(Dataset entries)
++++++

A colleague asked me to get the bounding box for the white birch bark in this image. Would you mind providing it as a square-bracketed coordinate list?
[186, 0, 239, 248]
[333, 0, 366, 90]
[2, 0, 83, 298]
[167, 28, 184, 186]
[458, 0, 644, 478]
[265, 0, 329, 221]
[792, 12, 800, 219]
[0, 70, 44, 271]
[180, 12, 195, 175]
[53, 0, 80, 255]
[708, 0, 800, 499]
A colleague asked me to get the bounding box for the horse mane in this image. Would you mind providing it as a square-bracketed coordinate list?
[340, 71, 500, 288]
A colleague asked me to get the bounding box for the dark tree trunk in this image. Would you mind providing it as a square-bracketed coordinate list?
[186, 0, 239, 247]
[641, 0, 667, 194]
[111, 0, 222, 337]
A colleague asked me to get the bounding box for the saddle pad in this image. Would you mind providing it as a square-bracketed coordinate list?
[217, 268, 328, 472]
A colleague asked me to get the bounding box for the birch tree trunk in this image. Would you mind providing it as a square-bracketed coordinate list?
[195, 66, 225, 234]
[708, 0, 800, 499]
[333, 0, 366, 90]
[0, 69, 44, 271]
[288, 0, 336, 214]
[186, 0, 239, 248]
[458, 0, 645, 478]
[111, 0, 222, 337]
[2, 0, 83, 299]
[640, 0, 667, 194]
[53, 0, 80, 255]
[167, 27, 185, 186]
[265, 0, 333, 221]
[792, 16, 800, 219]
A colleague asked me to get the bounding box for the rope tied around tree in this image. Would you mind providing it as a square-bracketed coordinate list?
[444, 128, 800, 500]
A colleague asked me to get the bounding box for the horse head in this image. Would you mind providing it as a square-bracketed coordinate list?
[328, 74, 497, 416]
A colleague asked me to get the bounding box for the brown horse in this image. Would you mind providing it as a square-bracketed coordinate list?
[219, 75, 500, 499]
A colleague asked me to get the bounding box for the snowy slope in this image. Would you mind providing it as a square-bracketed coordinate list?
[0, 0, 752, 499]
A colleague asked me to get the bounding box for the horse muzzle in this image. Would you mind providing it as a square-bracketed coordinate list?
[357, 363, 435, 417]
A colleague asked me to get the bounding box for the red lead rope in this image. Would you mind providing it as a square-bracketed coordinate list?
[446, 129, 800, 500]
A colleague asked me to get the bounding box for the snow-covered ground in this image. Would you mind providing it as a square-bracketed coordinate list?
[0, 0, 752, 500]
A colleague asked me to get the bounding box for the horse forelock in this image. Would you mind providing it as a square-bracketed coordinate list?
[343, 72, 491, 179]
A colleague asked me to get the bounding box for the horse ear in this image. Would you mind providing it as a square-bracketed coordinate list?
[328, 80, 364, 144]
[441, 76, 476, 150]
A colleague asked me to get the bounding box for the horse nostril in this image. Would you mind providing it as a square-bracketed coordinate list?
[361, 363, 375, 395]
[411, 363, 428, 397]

++++++

◆ Set problem ◆
Render the data from its first line through the line containing "[217, 268, 328, 472]", both included, as a Markdown table with the columns Row and Line. Give each line its row number and leave out blank lines.

◆ Result of the exercise ◆
| Row | Line |
|---|---|
| 1 | A colleague asked me to get the bounding box for the white birch bark in this image. Would you mind providing it as a square-bracketed coordinate list? |
| 2 | [186, 0, 239, 248] |
| 3 | [333, 0, 366, 90] |
| 4 | [2, 0, 83, 298] |
| 5 | [167, 28, 184, 186] |
| 6 | [458, 0, 644, 478] |
| 7 | [265, 0, 329, 221] |
| 8 | [792, 12, 800, 219] |
| 9 | [0, 70, 44, 271] |
| 10 | [180, 12, 195, 175] |
| 11 | [53, 0, 80, 255] |
| 12 | [708, 0, 800, 499] |
| 13 | A colleague asked me to get the bounding box for the horse mane in this image. Would you mind providing it as a square-bracketed coordinate list? |
| 14 | [340, 71, 500, 288] |
| 15 | A colleague asked me to get the bounding box for the dark tree trunk in this image. Would you mind providing it as a square-bracketed coordinate list? |
| 16 | [186, 0, 239, 247] |
| 17 | [641, 0, 667, 194] |
| 18 | [111, 0, 222, 337] |
| 19 | A colleague asked me to get the bounding box for the saddle pad in this image. Would you mind providing it as a square-bracketed coordinate list? |
| 20 | [217, 268, 328, 472] |